TASK TO COMPLETE:
If a line in the records below contains "each", copy that line.

Stored dataset items:
------------------------------------

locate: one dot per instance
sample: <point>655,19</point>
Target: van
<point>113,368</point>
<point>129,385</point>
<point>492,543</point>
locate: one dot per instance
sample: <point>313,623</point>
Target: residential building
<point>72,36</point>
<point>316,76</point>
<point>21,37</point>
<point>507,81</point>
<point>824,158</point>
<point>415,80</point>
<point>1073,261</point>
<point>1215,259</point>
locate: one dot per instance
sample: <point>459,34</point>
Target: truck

------------------------------------

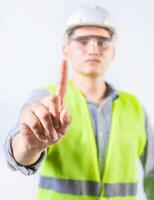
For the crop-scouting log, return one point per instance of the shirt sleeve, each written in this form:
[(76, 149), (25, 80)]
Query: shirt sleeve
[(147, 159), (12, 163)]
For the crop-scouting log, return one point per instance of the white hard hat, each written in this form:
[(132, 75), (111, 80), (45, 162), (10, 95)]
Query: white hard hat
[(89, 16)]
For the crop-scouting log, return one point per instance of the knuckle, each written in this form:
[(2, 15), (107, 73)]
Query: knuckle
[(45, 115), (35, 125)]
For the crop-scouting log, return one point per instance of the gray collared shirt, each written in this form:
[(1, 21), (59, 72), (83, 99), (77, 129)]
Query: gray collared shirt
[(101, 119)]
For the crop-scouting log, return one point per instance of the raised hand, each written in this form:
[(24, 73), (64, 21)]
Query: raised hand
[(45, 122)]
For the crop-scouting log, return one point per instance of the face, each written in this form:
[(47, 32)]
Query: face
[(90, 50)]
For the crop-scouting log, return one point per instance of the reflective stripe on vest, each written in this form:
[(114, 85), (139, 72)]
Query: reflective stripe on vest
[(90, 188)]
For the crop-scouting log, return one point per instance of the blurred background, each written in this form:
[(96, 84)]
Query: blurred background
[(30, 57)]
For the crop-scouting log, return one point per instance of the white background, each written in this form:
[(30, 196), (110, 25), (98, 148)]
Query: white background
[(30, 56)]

------------------------------------

ANSWER TO THIS TASK:
For the crop-scouting log, return one point per instance of the shirt sleeve, each written in this form:
For the crop-scouting log, return one point per instance of the white hard hat, each written in this form:
For the crop-scouting log, return one point per instance of the knuckle, each written in this form:
For the crop-scouting log, return one point per instance of the gray collared shirt, each written in this form:
For the crop-scouting log, return one point per instance of the raised hand, each written in this form:
For the crop-scouting log, return one point per instance of the face, each written in this form:
For the crop-scouting log, return one point per instance of the reflective stripe on vest, each written in this form:
For the crop-scouting log, return one point per instance of the blurred background, each written in this form:
For the crop-scouting log, return one point per instance of the white background, each written in this form:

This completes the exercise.